What the task asks:
Put each line of the entries below into a JSON list of strings, one string per line, and skip any blank lines.

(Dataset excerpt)
##############################
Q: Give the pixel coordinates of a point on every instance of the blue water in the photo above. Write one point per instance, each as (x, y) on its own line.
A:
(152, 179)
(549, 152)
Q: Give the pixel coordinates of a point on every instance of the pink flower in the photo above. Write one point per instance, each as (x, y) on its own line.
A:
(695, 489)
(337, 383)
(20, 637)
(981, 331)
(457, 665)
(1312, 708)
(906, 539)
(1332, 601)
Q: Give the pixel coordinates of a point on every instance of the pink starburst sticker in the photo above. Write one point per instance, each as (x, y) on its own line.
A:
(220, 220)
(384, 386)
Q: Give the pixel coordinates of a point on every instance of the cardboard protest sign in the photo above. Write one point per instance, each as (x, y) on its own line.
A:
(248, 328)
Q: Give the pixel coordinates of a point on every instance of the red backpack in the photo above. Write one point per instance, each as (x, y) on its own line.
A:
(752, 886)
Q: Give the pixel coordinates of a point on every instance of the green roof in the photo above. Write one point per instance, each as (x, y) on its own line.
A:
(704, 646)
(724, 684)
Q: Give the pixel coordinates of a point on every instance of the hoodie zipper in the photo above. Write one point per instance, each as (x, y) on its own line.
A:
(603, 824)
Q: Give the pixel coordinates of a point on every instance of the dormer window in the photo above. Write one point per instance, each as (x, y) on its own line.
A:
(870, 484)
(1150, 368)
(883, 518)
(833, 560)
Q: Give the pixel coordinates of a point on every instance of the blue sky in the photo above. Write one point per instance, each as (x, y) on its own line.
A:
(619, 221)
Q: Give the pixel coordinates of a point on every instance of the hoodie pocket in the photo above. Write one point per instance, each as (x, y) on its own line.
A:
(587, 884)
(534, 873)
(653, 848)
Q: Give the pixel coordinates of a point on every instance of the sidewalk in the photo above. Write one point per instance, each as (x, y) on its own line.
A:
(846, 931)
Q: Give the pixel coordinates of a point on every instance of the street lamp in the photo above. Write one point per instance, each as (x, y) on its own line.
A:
##############################
Answer to this problem:
[
  "Q: Give the pixel coordinates of a point on every instance of the blue water in the photo above. Write one point per instance, each as (x, y) on its own line.",
  "A:",
  "(152, 179)",
  "(549, 152)",
  "Q: Give the pixel coordinates of a point on every instance of the pink flower in the photo above. Write one point per instance, each as (x, y) on its own line.",
  "A:",
  "(695, 489)",
  "(337, 383)",
  "(20, 637)",
  "(981, 331)",
  "(457, 665)",
  "(1312, 708)",
  "(906, 539)",
  "(1332, 601)",
  "Q: Give the pixel coordinates of a point on every instance of the pink starburst sticker in the photo above. Write one point per instance, each as (x, y) on its own line.",
  "A:",
  "(220, 220)",
  "(384, 386)",
  "Q: Give the pixel coordinates of a point on every instance of the cardboard protest sign in the photo above. Write one point per instance, each as (x, y) on its own line.",
  "A:",
  "(248, 328)",
  "Q: Give the pixel coordinates of a point on every instance of the red backpack in the photo above. Write one point per instance, each as (x, y) on its own line.",
  "A:",
  "(752, 886)",
  "Q: Give the pixel coordinates of a point on every instance of the green roof in the photo above. Write one point per instance, each as (x, y) on its own line.",
  "A:",
  "(704, 646)",
  "(724, 684)",
  "Q: Give the pixel coordinates of a point on every instance of the hoodie zipper in the photo above. Write one point per instance, each as (x, y) on its own line.",
  "A:",
  "(603, 824)",
  "Q: Give the pixel coordinates of a point on every instance of the dormer window in the photo above. Write one point per instance, each as (x, y) on its own line.",
  "A:",
  "(870, 484)",
  "(1150, 368)",
  "(883, 518)",
  "(833, 560)",
  "Q: Give the pixel coordinates of a point on every instance of the blue sky in the photo above. Write one point per instance, each as (x, y) on its own line.",
  "A:",
  "(619, 221)",
  "Q: Give the pixel coordinates of a point on every instance of the hoodie pocket in the photo above. Write one point per instance, each as (x, y) on its own line.",
  "A:",
  "(587, 884)",
  "(534, 873)",
  "(653, 848)",
  "Q: Give the pixel coordinates of a point on every instance of the sidewalk in the photo above. Write one point per instance, each as (x, y) on its own line.",
  "A:",
  "(846, 931)",
  "Q: Give the pixel coordinates of a point on every instance of the street lamp in the photo above. Write one point per instance, each as (x, y) on its own line.",
  "A:"
]